DATA SUPPLIED =>
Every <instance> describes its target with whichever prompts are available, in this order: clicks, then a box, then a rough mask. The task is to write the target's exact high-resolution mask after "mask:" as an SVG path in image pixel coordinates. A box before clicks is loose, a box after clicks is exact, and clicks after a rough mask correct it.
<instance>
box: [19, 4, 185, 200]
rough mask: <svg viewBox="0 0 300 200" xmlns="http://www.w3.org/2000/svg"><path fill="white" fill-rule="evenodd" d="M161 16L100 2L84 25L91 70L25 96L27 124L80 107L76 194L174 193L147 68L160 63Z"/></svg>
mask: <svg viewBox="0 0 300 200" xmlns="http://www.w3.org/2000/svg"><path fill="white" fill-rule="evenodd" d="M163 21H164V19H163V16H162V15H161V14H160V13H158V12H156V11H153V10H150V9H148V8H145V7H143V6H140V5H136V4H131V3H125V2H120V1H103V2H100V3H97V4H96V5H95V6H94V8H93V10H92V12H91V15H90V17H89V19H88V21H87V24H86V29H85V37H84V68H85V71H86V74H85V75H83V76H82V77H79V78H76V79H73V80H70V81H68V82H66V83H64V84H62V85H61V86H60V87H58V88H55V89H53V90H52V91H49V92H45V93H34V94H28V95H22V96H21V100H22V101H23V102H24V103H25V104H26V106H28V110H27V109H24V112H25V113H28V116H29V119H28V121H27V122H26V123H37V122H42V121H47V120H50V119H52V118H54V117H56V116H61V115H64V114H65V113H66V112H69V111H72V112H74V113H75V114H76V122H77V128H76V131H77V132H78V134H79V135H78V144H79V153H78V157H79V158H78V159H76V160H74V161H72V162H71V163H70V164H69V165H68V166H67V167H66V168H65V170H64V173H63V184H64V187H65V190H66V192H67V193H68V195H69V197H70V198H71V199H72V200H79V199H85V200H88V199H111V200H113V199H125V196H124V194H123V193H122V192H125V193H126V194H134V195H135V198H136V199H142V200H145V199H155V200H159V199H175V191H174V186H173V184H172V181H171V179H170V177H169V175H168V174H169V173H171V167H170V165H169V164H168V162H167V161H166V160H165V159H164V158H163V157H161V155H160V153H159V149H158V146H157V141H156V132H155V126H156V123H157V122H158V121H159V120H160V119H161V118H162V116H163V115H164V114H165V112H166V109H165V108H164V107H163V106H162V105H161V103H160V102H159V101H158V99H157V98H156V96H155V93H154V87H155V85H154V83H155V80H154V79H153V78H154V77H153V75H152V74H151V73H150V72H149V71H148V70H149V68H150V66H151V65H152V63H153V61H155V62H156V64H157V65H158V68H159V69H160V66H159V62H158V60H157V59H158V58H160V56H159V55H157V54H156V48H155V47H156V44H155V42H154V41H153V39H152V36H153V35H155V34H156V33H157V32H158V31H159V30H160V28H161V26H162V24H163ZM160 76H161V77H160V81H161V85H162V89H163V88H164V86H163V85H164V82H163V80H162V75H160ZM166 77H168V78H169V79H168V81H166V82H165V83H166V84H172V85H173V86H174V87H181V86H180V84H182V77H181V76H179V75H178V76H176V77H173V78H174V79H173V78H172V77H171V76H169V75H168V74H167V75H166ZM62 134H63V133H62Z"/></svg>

EXERCISE DETAILS =>
A verbatim restatement of all the entries above is required.

OUTPUT OF THE EXERCISE =>
Every <instance> describes its target with whichever prompts are available, in this order: clicks, then a box, then a rough mask. The task is to write the target's exact high-resolution mask after "mask:" as an SVG path in image pixel coordinates. A box before clicks is loose, a box after clicks is exact, and clicks after a rough mask correct it.
<instance>
box: [19, 4, 185, 200]
rough mask: <svg viewBox="0 0 300 200" xmlns="http://www.w3.org/2000/svg"><path fill="white" fill-rule="evenodd" d="M161 16L100 2L84 25L91 70L25 96L27 124L80 107L76 194L174 193L147 68L160 63Z"/></svg>
mask: <svg viewBox="0 0 300 200" xmlns="http://www.w3.org/2000/svg"><path fill="white" fill-rule="evenodd" d="M163 21H164V19H163V16H162V15H161V14H160V13H158V12H156V11H153V10H150V9H148V8H145V7H143V6H140V5H136V4H131V3H125V2H120V1H103V2H100V3H97V4H96V5H95V6H94V8H93V10H92V12H91V15H90V17H89V19H88V21H87V24H86V29H85V37H84V68H85V71H86V74H85V75H83V76H82V77H79V78H76V79H73V80H70V81H68V82H66V83H64V84H62V85H61V86H60V87H58V88H55V89H53V90H52V91H49V92H45V93H34V94H28V95H22V96H21V100H22V101H23V102H24V103H25V104H26V106H28V110H27V109H24V112H25V113H28V116H29V119H28V121H27V122H26V123H37V122H42V121H47V120H50V119H52V118H54V117H56V116H61V115H64V114H65V113H66V112H69V111H72V112H74V113H75V114H76V122H77V128H76V131H77V132H78V134H79V135H78V144H79V153H78V157H79V158H78V159H76V160H74V161H72V162H71V163H70V164H69V165H68V166H67V167H66V168H65V170H64V173H63V184H64V187H65V190H66V192H67V193H68V195H69V197H70V198H71V199H72V200H79V199H85V200H88V199H111V200H113V199H125V196H124V194H123V193H122V192H125V193H126V194H134V195H135V198H136V199H142V200H145V199H155V200H159V199H175V191H174V186H173V184H172V181H171V179H170V177H169V175H168V174H169V173H171V167H170V165H169V164H168V162H167V161H166V160H165V159H164V158H163V157H161V155H160V153H159V149H158V146H157V141H156V132H155V126H156V123H157V122H158V121H159V120H160V119H161V118H162V116H163V115H164V114H165V112H166V109H165V108H164V107H163V106H162V105H161V103H160V102H159V101H158V99H157V98H156V96H155V93H154V87H155V85H154V83H155V80H154V79H153V78H154V77H153V75H152V74H151V73H150V72H149V71H148V70H149V68H150V66H151V65H152V63H153V61H155V62H156V64H157V65H158V68H159V69H160V66H159V62H158V60H157V59H158V58H160V56H159V55H157V54H156V48H155V47H156V44H155V42H154V41H153V39H152V36H153V35H155V34H156V33H157V32H158V31H159V30H160V28H161V26H162V24H163ZM160 76H161V77H160V81H161V85H162V89H163V88H164V86H163V85H164V82H163V80H162V75H160ZM166 77H168V78H169V79H168V81H166V82H165V83H166V84H172V85H173V86H174V87H181V86H180V84H182V77H181V76H179V75H178V76H176V77H173V78H174V79H173V78H172V77H171V76H169V75H168V74H167V75H166ZM62 134H63V133H62Z"/></svg>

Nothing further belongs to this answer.